Dataset entries
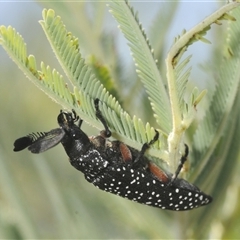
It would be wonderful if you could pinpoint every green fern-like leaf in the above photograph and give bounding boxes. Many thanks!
[0,26,74,108]
[193,6,240,162]
[108,0,172,135]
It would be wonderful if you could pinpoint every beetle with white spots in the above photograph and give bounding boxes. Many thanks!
[13,98,212,211]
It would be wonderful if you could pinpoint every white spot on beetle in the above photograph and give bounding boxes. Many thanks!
[130,179,136,184]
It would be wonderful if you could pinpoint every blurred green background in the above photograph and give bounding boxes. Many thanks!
[0,1,239,239]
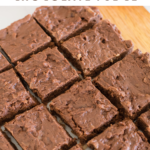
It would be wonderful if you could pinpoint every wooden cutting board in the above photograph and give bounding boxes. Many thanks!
[98,6,150,53]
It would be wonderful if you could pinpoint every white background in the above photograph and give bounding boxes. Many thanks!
[0,6,150,30]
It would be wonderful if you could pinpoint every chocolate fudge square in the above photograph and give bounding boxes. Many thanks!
[50,78,118,143]
[33,6,102,44]
[16,47,80,103]
[61,20,133,77]
[87,119,150,150]
[5,104,75,150]
[0,14,51,64]
[70,144,83,150]
[93,49,150,120]
[0,69,38,124]
[137,110,150,141]
[0,130,14,150]
[0,51,12,73]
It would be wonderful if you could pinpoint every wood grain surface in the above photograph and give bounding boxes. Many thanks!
[98,6,150,53]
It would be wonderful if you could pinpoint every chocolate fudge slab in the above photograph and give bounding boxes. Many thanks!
[50,78,118,143]
[0,69,38,124]
[0,130,14,150]
[93,49,150,120]
[16,47,80,103]
[70,144,83,150]
[33,6,102,44]
[0,51,12,73]
[61,20,133,77]
[5,104,75,150]
[87,119,150,150]
[137,110,150,141]
[0,14,51,64]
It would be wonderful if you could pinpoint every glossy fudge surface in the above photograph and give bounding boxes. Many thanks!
[33,6,102,43]
[0,69,37,124]
[93,49,150,120]
[62,20,133,77]
[50,78,118,142]
[16,47,80,102]
[0,15,51,64]
[5,104,74,150]
[87,119,150,150]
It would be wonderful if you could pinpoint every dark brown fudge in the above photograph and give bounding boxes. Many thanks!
[0,130,14,150]
[137,110,150,141]
[61,20,133,77]
[0,50,12,73]
[50,78,118,143]
[93,49,150,120]
[0,14,51,64]
[0,69,38,124]
[87,119,150,150]
[16,47,80,103]
[33,6,102,44]
[5,104,75,150]
[70,144,83,150]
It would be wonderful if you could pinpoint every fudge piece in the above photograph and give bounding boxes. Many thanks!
[0,69,38,124]
[93,49,150,120]
[0,50,12,73]
[87,119,150,150]
[0,14,51,64]
[16,47,80,103]
[33,6,102,44]
[70,144,83,150]
[50,78,118,143]
[5,104,75,150]
[61,20,133,77]
[0,130,14,150]
[137,110,150,141]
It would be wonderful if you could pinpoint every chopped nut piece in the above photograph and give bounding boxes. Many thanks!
[125,101,131,107]
[143,77,149,84]
[116,54,120,57]
[77,54,82,60]
[106,132,112,139]
[60,40,63,44]
[120,91,126,97]
[84,69,90,75]
[110,59,113,63]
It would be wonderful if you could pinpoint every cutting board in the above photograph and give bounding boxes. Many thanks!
[98,6,150,53]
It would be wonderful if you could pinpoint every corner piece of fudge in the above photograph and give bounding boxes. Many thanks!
[5,104,75,150]
[0,69,38,124]
[0,14,51,64]
[33,6,102,44]
[61,20,133,77]
[87,119,150,150]
[93,49,150,120]
[16,47,80,103]
[50,77,118,143]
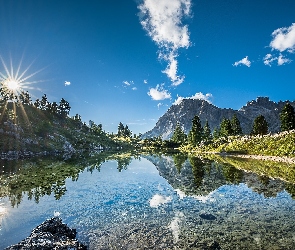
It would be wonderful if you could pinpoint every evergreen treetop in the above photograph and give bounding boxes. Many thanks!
[280,103,295,131]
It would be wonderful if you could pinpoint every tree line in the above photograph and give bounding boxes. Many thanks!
[170,103,295,147]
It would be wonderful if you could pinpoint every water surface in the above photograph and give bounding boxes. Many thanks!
[1,153,295,249]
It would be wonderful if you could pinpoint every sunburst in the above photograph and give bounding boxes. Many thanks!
[0,55,45,100]
[0,55,46,125]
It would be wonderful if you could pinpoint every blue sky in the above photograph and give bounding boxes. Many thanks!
[0,0,294,135]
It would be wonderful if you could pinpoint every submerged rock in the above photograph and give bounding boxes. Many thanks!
[199,213,217,220]
[5,217,87,250]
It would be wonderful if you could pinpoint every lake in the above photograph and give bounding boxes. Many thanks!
[1,152,295,249]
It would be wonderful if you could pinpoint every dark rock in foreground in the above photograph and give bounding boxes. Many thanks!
[5,217,87,250]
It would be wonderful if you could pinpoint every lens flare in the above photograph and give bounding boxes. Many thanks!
[0,55,46,100]
[5,79,19,91]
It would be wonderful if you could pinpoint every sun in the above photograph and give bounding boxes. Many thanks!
[5,79,20,91]
[0,55,46,101]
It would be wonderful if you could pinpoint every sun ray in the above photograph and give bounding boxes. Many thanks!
[0,101,8,123]
[0,56,11,79]
[18,66,47,83]
[10,56,14,81]
[15,54,25,81]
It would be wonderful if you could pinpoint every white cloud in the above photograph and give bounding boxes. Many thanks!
[132,87,137,90]
[162,53,184,86]
[157,102,163,109]
[148,84,171,100]
[123,80,134,86]
[149,194,172,208]
[139,0,191,86]
[277,54,291,66]
[270,23,295,53]
[173,92,213,105]
[233,56,251,67]
[64,81,71,86]
[263,53,291,66]
[144,79,148,84]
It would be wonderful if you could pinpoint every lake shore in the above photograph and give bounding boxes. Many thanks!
[216,152,295,164]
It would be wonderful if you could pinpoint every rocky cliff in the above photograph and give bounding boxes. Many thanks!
[143,97,295,139]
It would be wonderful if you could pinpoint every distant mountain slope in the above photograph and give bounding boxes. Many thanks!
[143,97,295,139]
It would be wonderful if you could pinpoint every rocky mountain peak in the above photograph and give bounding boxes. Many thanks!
[143,97,295,140]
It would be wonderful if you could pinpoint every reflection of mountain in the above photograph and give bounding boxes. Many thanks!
[144,154,293,199]
[144,155,228,197]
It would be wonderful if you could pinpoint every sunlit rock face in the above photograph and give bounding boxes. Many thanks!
[142,97,295,139]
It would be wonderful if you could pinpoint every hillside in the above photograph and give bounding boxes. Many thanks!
[0,101,131,159]
[143,97,295,139]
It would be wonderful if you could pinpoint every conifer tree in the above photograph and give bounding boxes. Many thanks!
[124,125,132,137]
[213,127,220,139]
[203,120,212,141]
[219,118,233,137]
[58,98,71,118]
[117,122,125,137]
[251,115,268,135]
[188,115,203,146]
[171,123,186,144]
[280,103,295,131]
[231,114,243,135]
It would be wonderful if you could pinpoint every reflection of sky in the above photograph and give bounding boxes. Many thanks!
[1,157,295,249]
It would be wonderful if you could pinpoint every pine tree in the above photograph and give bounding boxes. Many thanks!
[213,127,220,139]
[203,120,212,141]
[188,115,203,146]
[40,94,48,110]
[280,103,295,131]
[124,125,132,137]
[117,122,125,137]
[231,114,243,135]
[58,98,71,118]
[219,118,233,137]
[171,123,186,144]
[251,115,268,135]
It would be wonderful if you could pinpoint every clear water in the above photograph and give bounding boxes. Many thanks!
[1,154,295,249]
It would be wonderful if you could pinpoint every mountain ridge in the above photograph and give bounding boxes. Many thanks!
[143,97,295,139]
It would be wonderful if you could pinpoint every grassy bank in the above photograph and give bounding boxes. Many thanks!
[180,130,295,158]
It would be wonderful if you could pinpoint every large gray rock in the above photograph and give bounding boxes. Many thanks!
[5,217,87,250]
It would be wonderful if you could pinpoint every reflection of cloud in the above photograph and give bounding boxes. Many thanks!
[0,206,6,214]
[168,212,184,243]
[138,0,192,85]
[148,84,171,100]
[193,191,215,203]
[173,92,213,105]
[149,194,172,208]
[175,189,186,199]
[233,56,251,67]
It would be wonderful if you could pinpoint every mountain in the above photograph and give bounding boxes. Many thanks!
[143,97,295,139]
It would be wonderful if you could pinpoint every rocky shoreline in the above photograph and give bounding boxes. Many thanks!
[5,217,87,250]
[220,153,295,164]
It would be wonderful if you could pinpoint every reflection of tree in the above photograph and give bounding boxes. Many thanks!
[189,156,205,188]
[285,183,295,199]
[0,151,140,207]
[117,157,132,172]
[172,153,187,173]
[258,175,270,186]
[221,164,243,184]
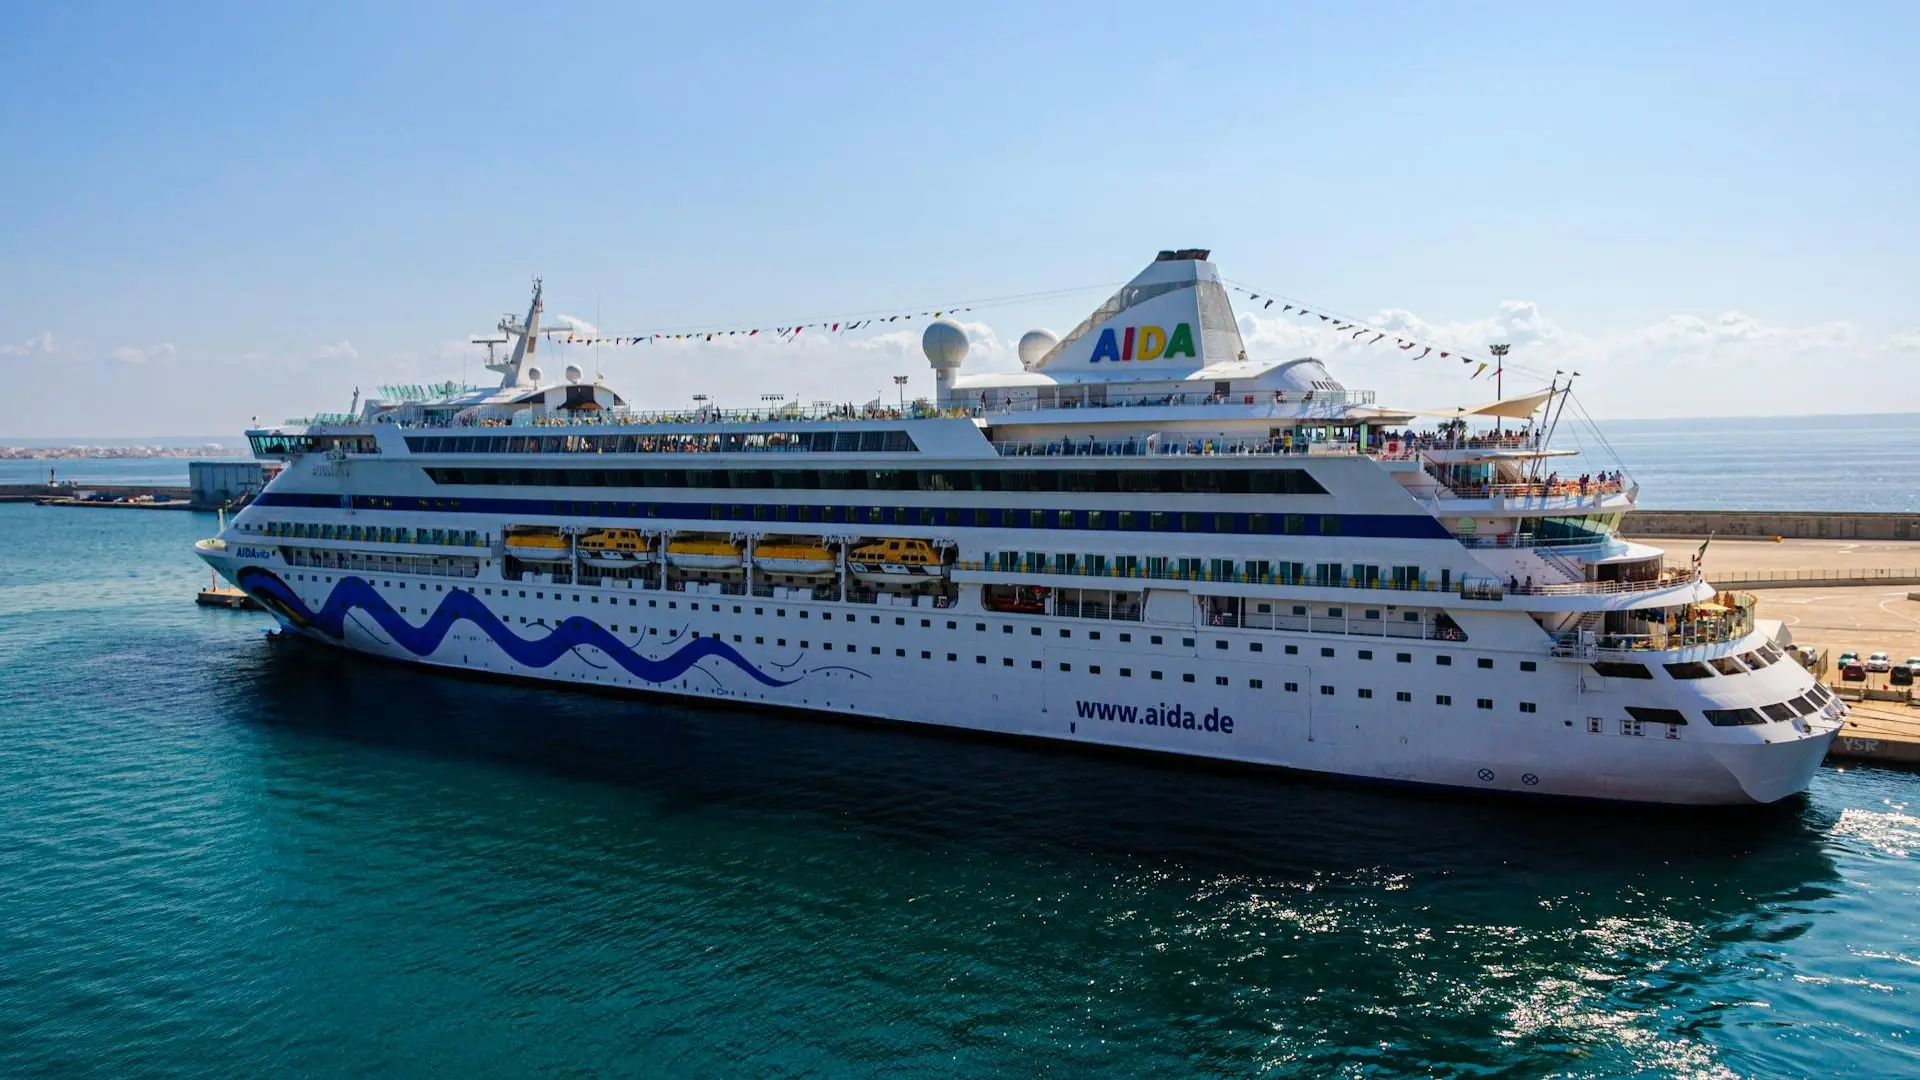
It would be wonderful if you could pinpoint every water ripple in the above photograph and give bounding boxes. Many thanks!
[1,504,1918,1078]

> **What you need to do**
Beginning with the line that has "reflection of tree", repeat each remaining line of the data above word for word, keeping pictures out.

> **Exercise answer**
It would be wonderful if you could pinpoint every reflection of tree in the above photograph and give bounding boxes. Many thanks!
[189,156,205,188]
[285,183,295,199]
[0,151,140,207]
[117,157,132,172]
[172,153,187,173]
[258,175,270,186]
[221,164,243,184]
It would be wonderful if you could pinpoint every water ripple in the above photograph and give bounding boxes. Many thanks!
[1,504,1918,1078]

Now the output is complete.